— Document segment —
--- START ---

Among the pantheon of characters in the French North American narrative, St. Anne is firmly established as one of the earliest and most important. The grandmother of Jesus and the Mother of Mary, St. Anne was already an important figure among French Catholics, with one of the earliest sites of devotion to her found in northern France. St. Anne is the patron saint of Brittany where many early settlers embarked from, as well as of those who voyage by sea. Among the First Nations, St. Anne was quickly understood as ‘grandmother’ and acquired a deep and lasting significance among First Nations, Metis, and French Canadians alike.

Grandma LaForest was very religious. She went to Mass nearly every day and probably would have gone twice if she could. Although we did not go together per se, we all went to Mass on Saturday evening and as kids we sat in the row right behind Grandma. She always sat next to the center aisle, in the second row. Three of her sisters and many cousins would usually be scattered around the church. In the Summer relatives who were Up North to see family or to visit their place on Black Lake would be there too. That was my experience at St. Paul’s, in Onaway, Michigan: surrounded by an extended French Canadian family.

For a long time Grandma lived with her mother, my Great Grandma Bernia. They lived next door to Great Aunt Louise, Uncle Ray, and (as my cousin Denise says) “God’s special boy, Kenny” in a one-bedroom house up on the hill in town that belonged to the Beauregards. It had a nice yard and they had a thriving garden. We didn’t spend much time in the yard and always had to ask permission to play in Uncle Ray’s lot across the street. I have a dim memory of sitting on my Great Grandmother’s lap in the years before her health gave way.

--- END ---

Image point grounding data:

--- START ---

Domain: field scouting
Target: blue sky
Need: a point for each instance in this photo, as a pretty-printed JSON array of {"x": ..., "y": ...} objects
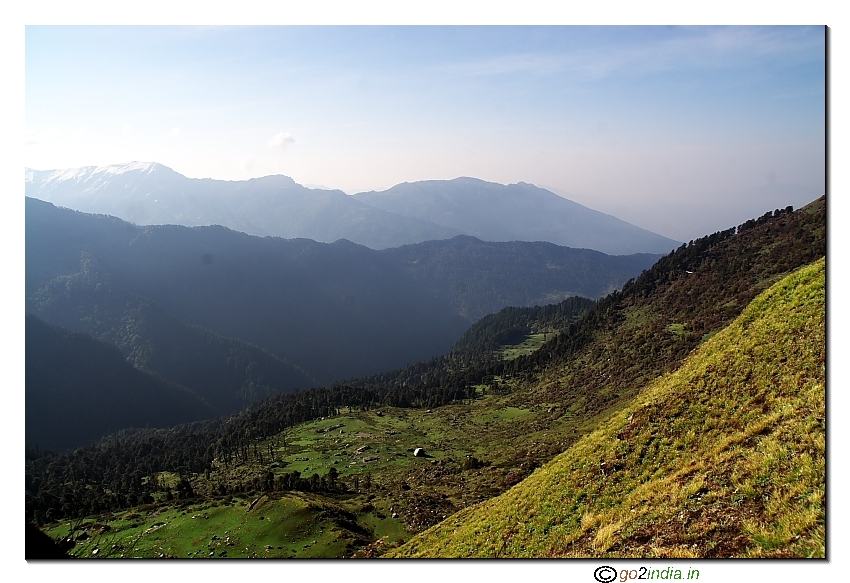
[{"x": 681, "y": 130}]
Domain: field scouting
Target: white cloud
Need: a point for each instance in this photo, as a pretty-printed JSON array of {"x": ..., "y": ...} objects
[{"x": 281, "y": 140}]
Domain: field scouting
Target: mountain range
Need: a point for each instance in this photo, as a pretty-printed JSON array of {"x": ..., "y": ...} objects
[
  {"x": 152, "y": 194},
  {"x": 235, "y": 318}
]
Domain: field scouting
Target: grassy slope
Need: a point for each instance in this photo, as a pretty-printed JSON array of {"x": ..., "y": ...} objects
[{"x": 724, "y": 457}]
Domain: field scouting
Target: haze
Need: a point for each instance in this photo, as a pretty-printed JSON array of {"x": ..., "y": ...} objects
[{"x": 679, "y": 130}]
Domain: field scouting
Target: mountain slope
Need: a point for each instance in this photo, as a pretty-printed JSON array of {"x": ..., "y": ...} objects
[
  {"x": 524, "y": 212},
  {"x": 335, "y": 310},
  {"x": 724, "y": 457},
  {"x": 152, "y": 194},
  {"x": 79, "y": 389}
]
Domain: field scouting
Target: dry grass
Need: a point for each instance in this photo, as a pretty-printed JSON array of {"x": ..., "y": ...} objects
[{"x": 724, "y": 457}]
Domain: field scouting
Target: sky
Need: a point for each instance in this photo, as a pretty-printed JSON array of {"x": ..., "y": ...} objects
[{"x": 683, "y": 130}]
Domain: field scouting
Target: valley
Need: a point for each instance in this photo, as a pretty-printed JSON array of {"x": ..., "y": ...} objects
[{"x": 521, "y": 388}]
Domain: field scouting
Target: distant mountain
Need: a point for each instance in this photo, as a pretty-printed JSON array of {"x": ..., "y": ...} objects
[
  {"x": 334, "y": 310},
  {"x": 515, "y": 212},
  {"x": 79, "y": 389},
  {"x": 152, "y": 194}
]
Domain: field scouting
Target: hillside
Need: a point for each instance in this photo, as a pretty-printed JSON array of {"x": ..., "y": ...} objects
[
  {"x": 722, "y": 458},
  {"x": 488, "y": 412},
  {"x": 331, "y": 310},
  {"x": 524, "y": 212},
  {"x": 79, "y": 389},
  {"x": 152, "y": 194}
]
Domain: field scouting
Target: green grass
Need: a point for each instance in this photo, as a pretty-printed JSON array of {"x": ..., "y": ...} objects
[
  {"x": 527, "y": 346},
  {"x": 724, "y": 457}
]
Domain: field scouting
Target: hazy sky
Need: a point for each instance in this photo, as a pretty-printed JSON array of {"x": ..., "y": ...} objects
[{"x": 681, "y": 130}]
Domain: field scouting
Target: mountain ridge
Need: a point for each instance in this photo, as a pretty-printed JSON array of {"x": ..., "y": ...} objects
[
  {"x": 148, "y": 193},
  {"x": 762, "y": 469}
]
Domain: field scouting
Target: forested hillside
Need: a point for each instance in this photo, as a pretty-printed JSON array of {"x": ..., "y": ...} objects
[
  {"x": 79, "y": 389},
  {"x": 327, "y": 311},
  {"x": 593, "y": 365}
]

--- END ---

— Required actions —
1. In the passage on St. Anne and the LaForest family, where did Grandma LaForest always sit at Mass?
2. Say whether each statement agrees with the passage on St. Anne and the LaForest family: (a) St. Anne is the patron saint of those who voyage by sea. (b) The family went to Mass on Sunday morning. (c) The house on the hill belonged to the Beauregards.

— Numbered answers —
1. Next to the center aisle, in the second row.

2.
(a) Yes: "as well as of those who voyage by sea"
(b) No: "we all went to Mass on Saturday evening"
(c) Yes: "that belonged to the Beauregards"